**Stated exercise**
Reproduce all of the data below, substituting "one point per line" with "one point on each line" wherever it occurs and keeping every other word unchanged.

===== Provided data

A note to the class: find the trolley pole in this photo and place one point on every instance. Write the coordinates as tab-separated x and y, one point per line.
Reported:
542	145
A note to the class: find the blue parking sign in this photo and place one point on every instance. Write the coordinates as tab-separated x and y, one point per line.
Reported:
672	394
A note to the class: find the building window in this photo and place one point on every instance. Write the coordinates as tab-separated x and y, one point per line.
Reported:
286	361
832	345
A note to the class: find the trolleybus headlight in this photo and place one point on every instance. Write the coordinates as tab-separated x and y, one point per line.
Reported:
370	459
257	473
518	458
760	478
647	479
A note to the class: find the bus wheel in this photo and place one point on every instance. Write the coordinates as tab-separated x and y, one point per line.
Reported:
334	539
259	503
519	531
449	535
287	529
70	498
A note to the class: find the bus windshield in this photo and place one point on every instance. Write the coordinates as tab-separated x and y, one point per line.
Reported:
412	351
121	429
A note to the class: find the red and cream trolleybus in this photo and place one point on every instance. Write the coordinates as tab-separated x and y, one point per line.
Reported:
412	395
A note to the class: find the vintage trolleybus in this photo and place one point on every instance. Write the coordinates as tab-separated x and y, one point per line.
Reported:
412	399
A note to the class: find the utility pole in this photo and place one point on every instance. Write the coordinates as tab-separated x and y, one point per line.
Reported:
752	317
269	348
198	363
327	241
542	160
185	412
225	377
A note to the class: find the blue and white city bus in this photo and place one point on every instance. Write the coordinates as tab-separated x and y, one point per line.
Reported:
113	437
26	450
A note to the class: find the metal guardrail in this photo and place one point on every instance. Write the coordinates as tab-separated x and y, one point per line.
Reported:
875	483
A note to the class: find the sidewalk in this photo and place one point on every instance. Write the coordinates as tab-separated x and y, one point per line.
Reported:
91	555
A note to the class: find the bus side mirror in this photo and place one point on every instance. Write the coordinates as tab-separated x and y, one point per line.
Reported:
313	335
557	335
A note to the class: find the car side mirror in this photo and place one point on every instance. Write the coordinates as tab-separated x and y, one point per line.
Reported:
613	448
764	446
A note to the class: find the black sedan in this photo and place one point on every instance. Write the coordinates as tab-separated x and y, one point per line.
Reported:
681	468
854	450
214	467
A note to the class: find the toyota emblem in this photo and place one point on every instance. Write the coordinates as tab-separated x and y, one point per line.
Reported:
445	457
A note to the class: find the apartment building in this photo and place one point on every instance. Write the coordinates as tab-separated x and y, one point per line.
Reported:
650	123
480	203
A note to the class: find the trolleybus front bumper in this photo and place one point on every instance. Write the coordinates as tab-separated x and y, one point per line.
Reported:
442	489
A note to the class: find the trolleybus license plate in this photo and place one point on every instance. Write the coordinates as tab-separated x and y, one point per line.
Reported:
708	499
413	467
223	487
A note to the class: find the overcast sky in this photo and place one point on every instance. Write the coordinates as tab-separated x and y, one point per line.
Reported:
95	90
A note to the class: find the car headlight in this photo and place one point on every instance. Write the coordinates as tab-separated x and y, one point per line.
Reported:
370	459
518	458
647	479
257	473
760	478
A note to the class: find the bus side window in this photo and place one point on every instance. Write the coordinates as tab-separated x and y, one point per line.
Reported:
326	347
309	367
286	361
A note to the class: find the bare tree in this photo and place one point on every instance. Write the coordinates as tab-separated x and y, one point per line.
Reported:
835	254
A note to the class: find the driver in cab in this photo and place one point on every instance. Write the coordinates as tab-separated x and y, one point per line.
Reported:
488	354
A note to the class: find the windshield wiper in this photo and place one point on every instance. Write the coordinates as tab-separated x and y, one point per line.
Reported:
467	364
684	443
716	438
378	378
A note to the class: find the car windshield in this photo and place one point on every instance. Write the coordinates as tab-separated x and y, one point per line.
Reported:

==========

**Problem solution**
A note to the class: find the trolley pole in this photo and place one point on every instance. Write the coordinates as tab-separated x and y, one point on each line.
Reported:
542	145
A note to the class: find the blue parking sign in this photo and place one point on every instance. Write the coordinates as tab-separated x and y, one point on each line.
Reported:
672	394
A note to the class: find the building window in this photo and place one point on every instance. Write the coordinates as tab-separated x and y, one point on each line.
Reported:
286	361
832	345
A note to the class: find the trolleybus headlight in this photo and place one point on every instance. Write the coordinates as tab-separated x and y, one point on each line.
Reported:
370	459
257	473
518	458
760	478
647	479
A note to the class: find the bus wheel in this photo and place one point on every instance. Write the coordinates as tab-separated x and y, one point on each line.
Reported:
334	539
259	503
519	531
449	535
287	529
70	498
A note to the class: find the bus windshield in this photo and place one point on every instance. Write the coordinates as tab-separated x and y, one point on each line.
Reported:
412	351
121	429
A note to the class: find the red and cream trolleybus in this photo and place one point on every instance. Write the coordinates as tab-separated x and y, one point on each line.
Reported:
412	395
A note to the class: find the vintage trolleybus in this photo and place one point on every instance. Write the coordinates as tab-separated x and y, one point on each line.
Reported:
412	399
A note to the class: find the utility pole in this photo and place one point on every instance. Write the coordinates as tab-separated x and y, one point on each line.
Reported:
752	317
269	348
198	363
327	241
542	160
185	412
225	377
A note to the class: find the blue and white city bus in this photo and place one point on every instance. Write the coordinates as tab-separated x and y, one point on each line.
Reported:
113	437
26	450
A note to the class: find the metal guardrail in this photo and place one point on every instance. Write the coordinates as tab-separated x and y, one point on each line.
Reported:
875	483
A note to the class: find the sidewalk in this photo and place one point on every instance. Write the coordinates as tab-separated x and y, one point on each line.
Reported:
91	555
A note to the class: find the bus side mirror in this photo and place one point on every instance. Write the coordinates as tab-separated x and y, one point on each line.
Reported:
313	335
557	335
A note to the class: find the car side mirror in this photo and place one point on every instance. Write the coordinates as tab-separated x and y, one point on each line.
Reported:
613	448
764	446
A note to the class: find the black sedan in this photo and place one point on every instance. Write the coordinates as tab-separated x and y, one point on each line.
Reported:
681	468
854	450
214	467
A note to the class: find the toyota emblem in this photo and place one point on every instance. Write the coordinates as tab-separated x and y, one point on each line.
Reported:
445	457
A note to the class: find the apartment building in this photo and place one point on every instance. Write the coordinates as tab-separated x and y, one point on each line.
Reported:
650	123
480	203
A note to the class: find the trolleybus front bumper in this photo and place one point on every instance. Write the coordinates as tab-separated x and y, one point on each line.
Reported:
442	489
A note to the class: find the trolleybus license plate in this photo and place one point on every instance. Write the coordinates as tab-separated x and y, one point on each line.
Reported:
708	499
413	467
223	487
A note to the class: find the overcast sky in this photo and place one point on every instance. Write the coordinates as tab-separated x and y, one point on each line.
Reported:
95	90
A note to the class: find the car headlight in this photo and place one point on every instance. Write the coordinates as tab-separated x and y, one point on each line.
Reported:
370	459
518	458
647	479
257	473
760	478
A note to the class: find the bus side window in this photo and place one point on every instance. Write the coordinates as tab-separated x and y, one point on each line.
Reported:
326	347
309	367
286	361
A note to the class: find the bare tree in this photo and place one point on every instance. Write the coordinates as tab-separated x and y, one point on each line.
Reported:
835	254
A note to the class: find the driver in cab in this photo and place one point on every instance. Write the coordinates as tab-separated x and y, one point on each line.
Reported:
488	354
A note to the class: find the windshield wiper in this photo and place one point on every instance. Write the coordinates as tab-separated x and y, one point on each line.
Reported:
467	364
684	443
716	438
378	378
A note to the class: find the car windshield in this photo and place one point on every instance. Write the coordinates as tab-separated x and y, one point on each line.
Reported:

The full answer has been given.